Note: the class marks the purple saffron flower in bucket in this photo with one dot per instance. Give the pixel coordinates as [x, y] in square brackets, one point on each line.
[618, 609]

========

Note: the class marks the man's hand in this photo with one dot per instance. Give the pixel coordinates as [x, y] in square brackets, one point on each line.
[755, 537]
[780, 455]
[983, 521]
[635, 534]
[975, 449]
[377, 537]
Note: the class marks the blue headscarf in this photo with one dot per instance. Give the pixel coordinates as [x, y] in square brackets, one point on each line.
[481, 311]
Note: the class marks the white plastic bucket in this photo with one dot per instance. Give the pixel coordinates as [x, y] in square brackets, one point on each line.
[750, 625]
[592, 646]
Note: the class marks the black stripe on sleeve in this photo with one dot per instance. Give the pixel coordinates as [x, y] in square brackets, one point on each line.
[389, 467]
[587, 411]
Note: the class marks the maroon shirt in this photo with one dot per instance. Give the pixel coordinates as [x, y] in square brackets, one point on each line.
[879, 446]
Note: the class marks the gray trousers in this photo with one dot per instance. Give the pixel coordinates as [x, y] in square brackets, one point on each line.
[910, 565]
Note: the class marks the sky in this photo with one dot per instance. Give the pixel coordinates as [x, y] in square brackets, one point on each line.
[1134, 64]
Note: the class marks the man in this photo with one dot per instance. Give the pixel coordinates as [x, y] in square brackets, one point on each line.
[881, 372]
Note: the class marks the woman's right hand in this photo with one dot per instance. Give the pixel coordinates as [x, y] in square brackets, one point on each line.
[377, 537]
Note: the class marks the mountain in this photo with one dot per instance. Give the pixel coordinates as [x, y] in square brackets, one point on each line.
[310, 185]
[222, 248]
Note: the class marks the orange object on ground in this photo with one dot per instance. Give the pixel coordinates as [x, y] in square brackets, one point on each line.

========

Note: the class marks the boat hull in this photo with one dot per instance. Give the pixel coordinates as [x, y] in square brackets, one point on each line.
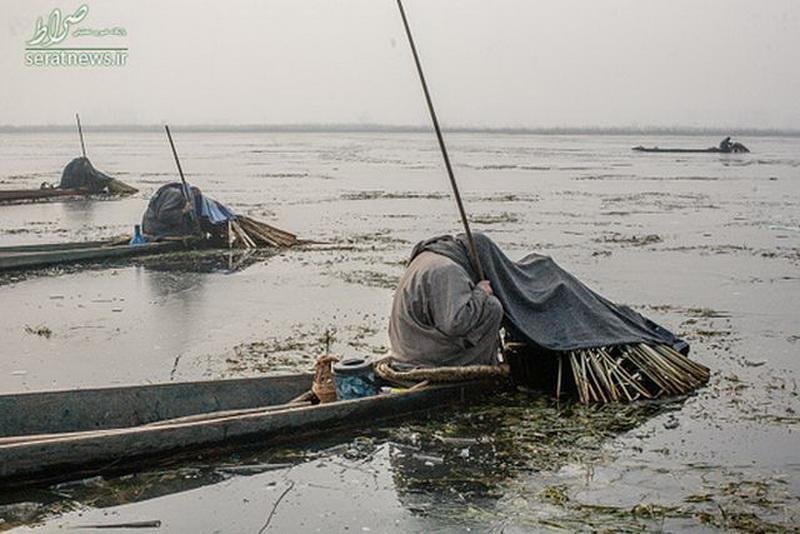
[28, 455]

========

Exercise requirements ::
Report how many lines in the entries above contain the string "hand". Give only the number.

The reply ::
2